
    Ora, ainda assim, há hoje uma versão dos acontecimentos que é, na sua grande parte, aceite como a verdadeira. Richard Freeman pediu a Shane Sutton para entregar na La Toissure uma embalagem médica, tendo ficado decidido que Simon Cope, treinador da seleção feminina o levaria quando se deslocasse a França para dar apoio logístico no final do Dauphiné. Assim, Freeman instruiu o médico Phil Burt sobre o que incluir na embalagem e este deixou-a para Simon Cope a levar. Quanto ao conteúdo, Freeman diz que se tratava de Fluimucil em nebulizador, Sutton diz que não foi informado, Burt que não se lembra e Cope que não abriu a embalagem. Como se diria numa serie policial, tudo muito conveniente.

    Para Freeman, o Fluimucil em nebulizador é mais eficaz e em França só estava disponível a versão em pó, pelo que mandou vir da sede britânica. A Agência Anti-Doping do Reino Unido (UKAD) lançou uma investigação sobre este caso, tendo por base a suspeita de que na embalagem estava, na verdade, Triamcinolone, que a ser tomado até à meia-noite daquele dia (o último do Dauphiné) constituiria uma violação das regras anti-doping. Convém aqui referir que, neste ponto, a versão de Freeman é um pouco mais credível, já que após uma competição faz mais sentido recorrer ao Fluimucil porque está num estado de recuperação, enquanto o Triamcinolone será mais usado antes da corrida.

    Uma solução que poderia trazer alguma luz sobre o conteúdo da embalagem seria consultar os registos médicos de Bradley Wiggins e, desta vez, Freeman não se escusa com o sigilo médico. O problema é que os registos estavam no seu portátil que foi roubado em 2014 numas férias na Grécia e não havia nenhuma cópia de segurança. Segundo o médico, a Sky tinha nesse tempo uma política ao nível dos melhores usos e que consistia em fazer upload para uma conta de dropbox, só que ele não se dava com o sistema e acabava por não o fazer. Ele e o outro médico com posição de chefia na Sky e no British Cycling, Steve Peters, terão até implementado um sistema de registo e controlo do uso de fármacos no British Cycling, mas tudo se perdeu. Agora, Freeman diz estar arrependido de não ter feito cópias.

*DADOS FORNECIDOS*.
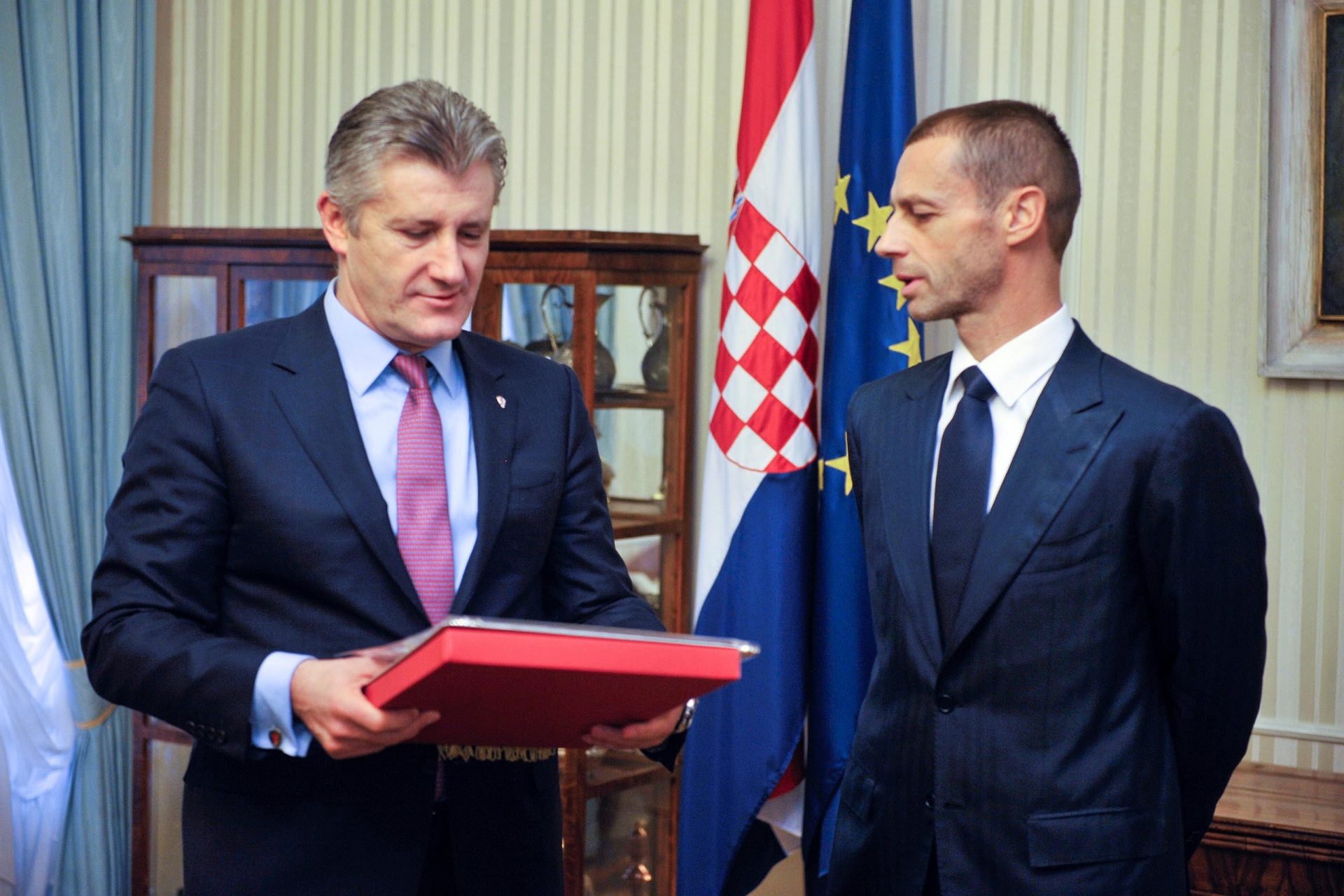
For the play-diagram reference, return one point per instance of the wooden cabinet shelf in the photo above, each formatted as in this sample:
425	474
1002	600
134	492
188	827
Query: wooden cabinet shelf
---
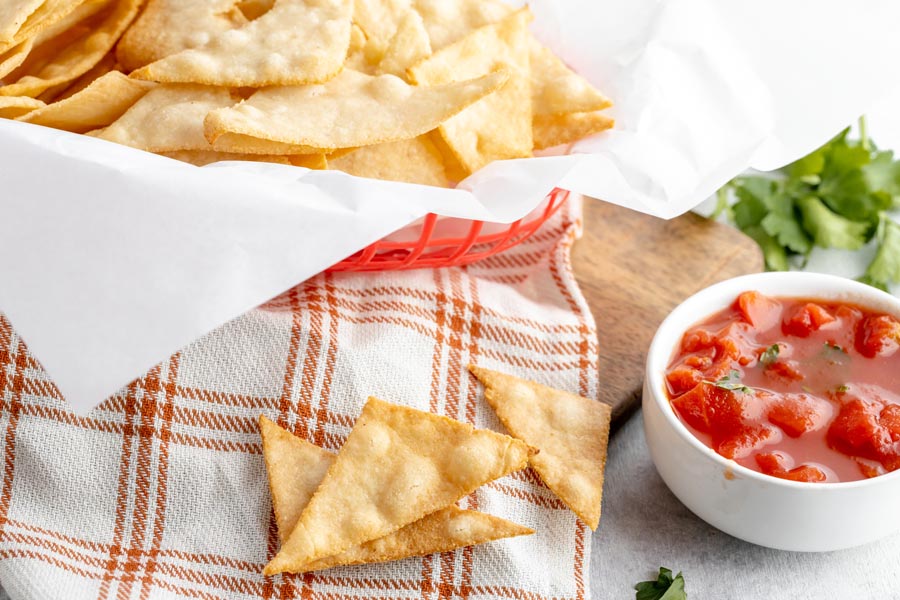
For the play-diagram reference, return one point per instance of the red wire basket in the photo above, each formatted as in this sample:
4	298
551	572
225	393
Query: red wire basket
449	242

*EXERCÍCIO*.
Responda às perguntas sobre o excerto acerca da embalagem médica:
(a) Segundo Freeman, o que continha a embalagem?
(b) Que substância a UKAD suspeitava que estivesse, na verdade, na embalagem?
(c) Em que ano e em que circunstâncias foi roubado o portátil de Freeman?
Os dados provêm de uma fonte diferente da do excerto.

*RESPOSTA ESCRITA*.
(a) Fluimucil em nebulizador.
(b) Triamcinolone.
(c) Em 2014, numas férias na Grécia.